[WHAT IS NEEDED]:
Transcribe every entry word for word, but drop the pictures.

Referring expression data:

↓

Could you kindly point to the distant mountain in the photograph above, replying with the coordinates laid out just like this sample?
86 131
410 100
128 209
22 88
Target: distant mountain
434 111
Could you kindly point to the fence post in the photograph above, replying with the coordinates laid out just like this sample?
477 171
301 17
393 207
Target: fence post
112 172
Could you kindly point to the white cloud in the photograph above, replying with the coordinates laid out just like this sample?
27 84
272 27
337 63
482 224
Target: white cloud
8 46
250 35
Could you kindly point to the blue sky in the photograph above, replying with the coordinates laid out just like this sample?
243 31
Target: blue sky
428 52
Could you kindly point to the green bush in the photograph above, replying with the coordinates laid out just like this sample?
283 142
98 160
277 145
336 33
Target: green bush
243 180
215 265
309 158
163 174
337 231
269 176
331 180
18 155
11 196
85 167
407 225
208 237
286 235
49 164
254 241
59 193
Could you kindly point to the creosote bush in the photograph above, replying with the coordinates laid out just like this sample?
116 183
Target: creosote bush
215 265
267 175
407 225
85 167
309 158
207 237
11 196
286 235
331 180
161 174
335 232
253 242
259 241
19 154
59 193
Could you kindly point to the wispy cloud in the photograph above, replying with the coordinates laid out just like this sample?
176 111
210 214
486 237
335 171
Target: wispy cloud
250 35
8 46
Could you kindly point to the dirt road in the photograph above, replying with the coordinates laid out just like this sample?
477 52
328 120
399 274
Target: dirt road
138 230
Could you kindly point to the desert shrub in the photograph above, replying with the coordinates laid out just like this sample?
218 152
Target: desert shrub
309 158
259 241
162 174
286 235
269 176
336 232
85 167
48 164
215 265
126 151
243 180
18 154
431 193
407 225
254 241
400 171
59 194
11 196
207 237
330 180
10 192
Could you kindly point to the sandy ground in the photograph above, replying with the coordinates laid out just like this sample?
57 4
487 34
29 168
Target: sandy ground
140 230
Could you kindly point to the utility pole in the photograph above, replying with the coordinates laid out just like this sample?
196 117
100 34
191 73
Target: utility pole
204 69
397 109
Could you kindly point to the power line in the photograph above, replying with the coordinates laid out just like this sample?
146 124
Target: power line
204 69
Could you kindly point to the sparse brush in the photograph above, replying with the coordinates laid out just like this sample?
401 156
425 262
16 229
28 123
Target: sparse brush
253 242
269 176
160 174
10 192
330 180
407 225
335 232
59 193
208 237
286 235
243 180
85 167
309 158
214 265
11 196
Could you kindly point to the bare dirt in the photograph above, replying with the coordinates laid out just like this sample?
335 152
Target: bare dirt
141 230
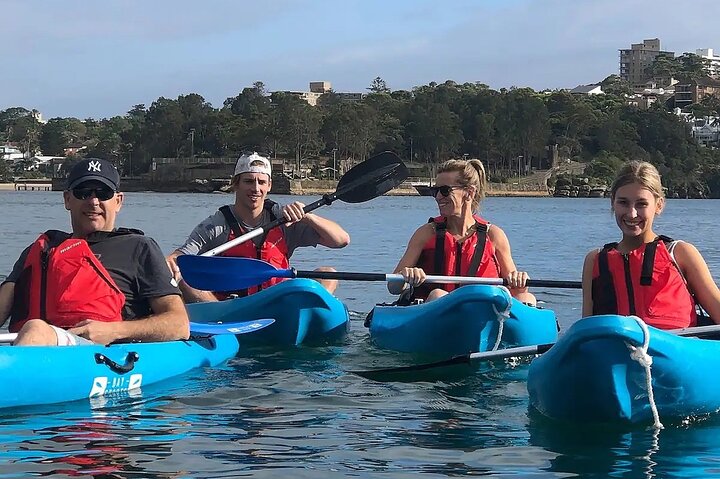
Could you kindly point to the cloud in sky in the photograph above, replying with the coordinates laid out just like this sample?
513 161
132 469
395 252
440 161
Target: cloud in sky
98 59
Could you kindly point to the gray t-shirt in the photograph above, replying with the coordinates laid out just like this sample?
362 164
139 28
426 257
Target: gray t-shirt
214 231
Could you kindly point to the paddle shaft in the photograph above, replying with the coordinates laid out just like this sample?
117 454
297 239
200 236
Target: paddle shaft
429 279
698 331
358 179
325 200
197 328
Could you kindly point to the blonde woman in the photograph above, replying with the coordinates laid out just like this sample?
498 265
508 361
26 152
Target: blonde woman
646 275
458 242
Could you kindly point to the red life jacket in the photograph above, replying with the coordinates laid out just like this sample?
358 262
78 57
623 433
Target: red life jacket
444 255
63 283
272 248
646 283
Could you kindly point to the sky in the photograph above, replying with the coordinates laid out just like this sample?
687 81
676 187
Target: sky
98 58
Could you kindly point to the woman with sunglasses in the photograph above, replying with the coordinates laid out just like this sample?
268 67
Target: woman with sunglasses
457 242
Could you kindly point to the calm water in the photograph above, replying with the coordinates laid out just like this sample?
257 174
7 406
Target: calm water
298 412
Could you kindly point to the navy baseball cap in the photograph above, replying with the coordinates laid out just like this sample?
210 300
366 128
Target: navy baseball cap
94 169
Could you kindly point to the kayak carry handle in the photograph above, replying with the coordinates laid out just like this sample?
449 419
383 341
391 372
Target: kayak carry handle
130 361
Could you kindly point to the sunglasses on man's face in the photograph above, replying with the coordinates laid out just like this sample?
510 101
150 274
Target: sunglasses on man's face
444 190
102 193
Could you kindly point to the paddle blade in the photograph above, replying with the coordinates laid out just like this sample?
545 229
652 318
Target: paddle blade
372 178
243 327
222 273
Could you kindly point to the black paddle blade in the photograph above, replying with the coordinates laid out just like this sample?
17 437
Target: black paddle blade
372 178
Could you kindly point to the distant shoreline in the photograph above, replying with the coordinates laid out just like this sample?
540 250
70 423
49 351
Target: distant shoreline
23 186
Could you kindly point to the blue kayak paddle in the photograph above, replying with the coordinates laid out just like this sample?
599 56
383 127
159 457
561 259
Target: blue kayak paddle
221 273
242 327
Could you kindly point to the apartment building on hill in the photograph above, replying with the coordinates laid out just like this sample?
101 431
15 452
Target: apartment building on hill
634 62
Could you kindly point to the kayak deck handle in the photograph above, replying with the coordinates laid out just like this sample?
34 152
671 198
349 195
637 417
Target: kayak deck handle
130 361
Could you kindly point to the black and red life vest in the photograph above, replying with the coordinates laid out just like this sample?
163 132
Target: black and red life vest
646 283
63 283
271 248
445 255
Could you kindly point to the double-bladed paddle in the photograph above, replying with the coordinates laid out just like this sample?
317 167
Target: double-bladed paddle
396 373
242 327
230 274
367 180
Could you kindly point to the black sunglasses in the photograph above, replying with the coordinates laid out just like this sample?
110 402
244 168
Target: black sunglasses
103 193
444 190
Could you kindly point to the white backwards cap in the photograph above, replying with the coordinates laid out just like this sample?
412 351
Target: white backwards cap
253 163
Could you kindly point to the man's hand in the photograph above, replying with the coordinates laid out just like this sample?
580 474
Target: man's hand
99 332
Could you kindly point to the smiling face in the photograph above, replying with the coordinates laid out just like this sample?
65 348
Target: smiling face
452 205
251 189
92 214
635 208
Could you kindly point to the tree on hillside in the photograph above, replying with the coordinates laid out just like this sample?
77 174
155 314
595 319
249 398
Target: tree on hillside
254 106
378 85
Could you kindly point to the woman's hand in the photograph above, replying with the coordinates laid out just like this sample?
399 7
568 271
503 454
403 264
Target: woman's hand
413 276
517 280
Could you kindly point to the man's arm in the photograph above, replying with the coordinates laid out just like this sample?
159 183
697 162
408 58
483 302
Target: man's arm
168 322
328 232
7 294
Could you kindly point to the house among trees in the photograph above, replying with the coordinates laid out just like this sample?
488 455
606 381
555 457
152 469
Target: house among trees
592 89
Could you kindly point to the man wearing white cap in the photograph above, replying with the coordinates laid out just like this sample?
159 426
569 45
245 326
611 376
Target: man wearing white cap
251 182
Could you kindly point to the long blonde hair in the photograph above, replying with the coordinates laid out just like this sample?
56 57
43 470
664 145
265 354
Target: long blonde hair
642 173
471 173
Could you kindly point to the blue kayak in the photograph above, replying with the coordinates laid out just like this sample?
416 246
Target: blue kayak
464 321
589 376
34 375
304 312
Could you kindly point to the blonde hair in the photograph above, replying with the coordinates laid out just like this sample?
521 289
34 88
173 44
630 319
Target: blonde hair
641 173
471 173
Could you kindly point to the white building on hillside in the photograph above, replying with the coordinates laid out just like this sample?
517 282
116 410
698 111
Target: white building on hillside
587 90
714 67
706 131
11 154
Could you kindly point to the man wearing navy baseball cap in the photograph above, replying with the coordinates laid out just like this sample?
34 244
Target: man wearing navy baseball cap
98 284
94 169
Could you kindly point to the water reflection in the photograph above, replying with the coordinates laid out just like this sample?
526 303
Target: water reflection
686 449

↑

[SOLUTION TO THE PROBLEM]:
Could you kindly point to the distant mountain in the photograph above, replying with the coordinates laid out just like this sample?
86 131
410 100
128 209
22 88
Target: distant mountain
434 111
Could you kindly point to the fence post in the photograph above, replying with the coordinates laid out just like this sample?
477 171
301 17
393 207
Target: fence post
112 172
Could you kindly point to the white cloud in the photograph above, replying with the coordinates laid out just like this sample?
27 84
272 27
337 63
482 224
Target: white cloud
8 46
250 35
Could you kindly point to the blue sky in the photograph above, replying with the coordinates laid out just like this sample?
243 31
Target: blue sky
428 52
Could you kindly point to the green bush in the photograph above, replying with the coordinates laid out just like this sample?
283 142
98 160
277 145
336 33
Target: green bush
243 180
215 265
309 158
163 174
337 231
269 176
331 180
18 155
11 196
85 167
407 225
208 237
286 235
49 164
254 241
59 193
Could you kindly point to the creosote bush in the photograph above, replying with the coordinates laid out just like this sample?
116 183
Target: creosote bush
215 265
267 175
407 225
85 167
309 158
207 237
11 196
286 235
331 180
161 174
335 232
253 242
259 241
19 154
59 193
Could you kindly point to the wispy cloud in the photograph above, replying with the coordinates laid out just like this sample?
176 111
210 214
486 237
335 171
Target: wispy cloud
250 35
8 46
Could you kindly point to the dirt road in the photograph above, replying with the coordinates laid out just like this sample?
477 52
328 120
399 274
Target: dirt road
138 230
Could you kindly point to the desert shrub in the photograph above, replying with the coordinates laid out just like this sample?
218 152
Target: desert shrub
309 158
259 241
162 174
286 235
269 176
336 232
85 167
48 164
215 265
126 151
243 180
18 154
431 193
407 225
254 241
400 171
59 194
11 196
207 237
330 180
10 192
Could you kindly point to the sandy ground in the photograph above, replying with the coordinates laid out just like this sample?
57 4
487 34
29 168
Target: sandy ground
140 230
Could you kindly point to the utility pole in the photograph above, replying with the coordinates laid out just like this sample?
196 117
100 34
191 73
Target: utility pole
204 69
397 109
Could you kindly point to the power line in the photograph above, replying with the coordinates laid out just like this sample?
146 124
Target: power line
204 69
Could you kindly point to the sparse brush in the photograph above, replying with the coordinates laid out just like this sample?
401 156
425 262
16 229
28 123
Target: sparse brush
253 242
269 176
160 174
10 192
330 180
407 225
335 232
59 193
208 237
286 235
243 180
85 167
309 158
214 265
11 196
Could you kindly point to the bare dirt in the photograph above, replying with the coordinates laid out just like this sample?
335 152
Target: bare dirt
141 230
Could you kindly point to the cloud in sky in the photograph above, replying with the coordinates laid out just like this sample?
513 161
132 469
395 252
440 161
Target: cloud in sky
98 59
Could you kindly point to the gray t-shirt in the photograph above, replying with the coordinates laid out just like this sample?
362 164
139 28
426 257
Target: gray t-shirt
214 231
Could you kindly point to the paddle shaft in the photograph above, replying with the coordinates laid out just like this sample?
117 454
297 239
200 236
Target: paddle shaft
429 279
698 331
358 179
325 200
197 328
Could you kindly point to the blonde woman in the photograph above, replying with the coordinates laid out just like this sample?
498 265
508 361
26 152
Target: blonde woman
646 275
458 242
Could you kindly point to the red life jacket in the photograph above, replying with the coordinates laid out just like this sample?
358 262
78 57
623 433
Target: red life jacket
444 255
63 283
272 248
646 283
Could you kindly point to the sky in the photograph above, replying with the coordinates laid out just like this sample?
687 81
676 187
Target: sky
98 58
Could you kindly point to the woman with sunglasses in the photograph above, replying with the coordinates laid out just like this sample?
268 67
Target: woman with sunglasses
457 242
Could you kindly point to the calm water in the photograph above, replying with the coordinates laid out just like this sample?
257 174
7 406
Target: calm water
298 412
Could you kindly point to the navy baseball cap in the photograph above, replying with the coordinates laid out just like this sample?
210 300
366 128
Target: navy baseball cap
94 169
Could you kindly point to the kayak carry handle in the photograph above, replying with the coordinates laid out just like this sample?
449 419
383 341
391 372
Target: kayak carry handle
130 361
Could you kindly point to the sunglasses on man's face in the photograph above, replying with the coordinates laid out just like this sample?
510 101
150 274
Target: sunglasses on man's face
444 190
102 193
Could you kindly point to the paddle blade in the photograph above, replying with the coordinates laid out just like this sample?
545 229
652 318
Target: paddle blade
372 178
243 327
222 273
Could you kindly point to the black paddle blade in the photograph above, replying with the coordinates laid out just like this sample?
17 437
Target: black paddle blade
372 178
Could you kindly point to the distant shoreline in the photograph above, replying with the coordinates laid out just like this sample?
540 250
70 423
49 351
Target: distant shoreline
23 186
Could you kindly point to the blue kayak paddle in the photograph above, replying with the coordinates laid out just like this sample?
599 56
383 127
159 457
561 259
Target: blue kayak paddle
221 273
242 327
Could you kindly point to the apartment building on hill in the photograph above, replying with the coordinates laid out just like this sample?
101 431
15 452
Target: apartment building on hill
634 62
Could you kindly point to the kayak deck handle in the photograph above, replying with the coordinates laid out just like this sample?
34 152
671 198
349 195
637 417
Target: kayak deck handle
130 361
Could you kindly point to the black and red life vest in the photograph above, replying with the coordinates laid out just like this sample?
163 132
Target: black and red life vest
646 283
63 283
271 248
445 255
Could you kindly point to the double-bladed paddle in the photograph above, replying with the coordinates laid out just like this sample?
317 167
Target: double-bladed paddle
396 373
242 327
230 274
367 180
Could you kindly point to the black sunglasses in the photograph above, replying with the coordinates laid out just like this sample?
110 402
244 168
Target: black sunglasses
103 193
444 190
Could you kindly point to the white backwards cap in the photograph above, replying with the coordinates laid out just like this sample?
412 351
Target: white backwards cap
253 163
Could you kindly point to the man's hand in the photograph above, replying with the coordinates laid out just like this sample?
580 474
Target: man's hand
99 332
Could you kindly point to the smiling face in the photograph above, replying with the coordinates laid out just like this sample?
65 348
Target: smiling face
452 205
251 189
92 214
635 208
Could you kindly point to the tree on hillside in the photograph above, replying with the coordinates laid out just like this sample?
77 174
155 314
595 319
249 398
Target: tree on hillside
254 106
378 85
Could you kindly point to the woman's hand in the photograph above, replying with the coordinates laid out just like this sample?
399 7
568 271
503 454
403 264
Target: woman's hand
413 276
517 280
Could you kindly point to the man's arm in the photograph above, replying with the coordinates laid out just like this sample?
159 183
697 162
408 58
483 302
Target: man's arm
168 322
328 232
7 294
Could you kindly point to the house among trees in the photograph above, replying with the coordinates laid out just like this sample?
488 455
606 381
555 457
152 469
Target: house among trees
592 89
Could you kindly point to the man wearing white cap in the photograph above, replying with the coordinates laid out just like this sample?
159 426
569 45
245 326
611 376
Target: man wearing white cap
251 182
Could you kindly point to the long blonde hair in the photograph above, replying with the coordinates laid out just like this sample?
56 57
43 470
664 145
265 354
Target: long blonde hair
642 173
471 173
Could you kindly point to the blue kayak in the photograph above, replying with the coordinates laid out just like this sample?
416 246
Target: blue kayak
464 321
589 376
34 375
304 312
Could you kindly point to the blonde hair in the photograph above, replying with the coordinates laid out just like this sample?
521 289
34 88
173 44
630 319
Target: blonde hair
641 173
471 173
Could you kindly point to the white building on hillside in the photograph above, replying with the coordinates laid out just like this sample?
517 282
116 410
698 111
Target: white building on hillside
587 90
714 67
706 131
11 154
Could you kindly point to the man wearing navy baseball cap in the photograph above, replying with the coordinates laid out just like this sample?
34 244
Target: man wearing navy baseball cap
98 284
94 169
Could you kindly point to the water reflection in the photograph above, replying with the coordinates laid out just like this sample?
526 303
Target: water reflection
686 449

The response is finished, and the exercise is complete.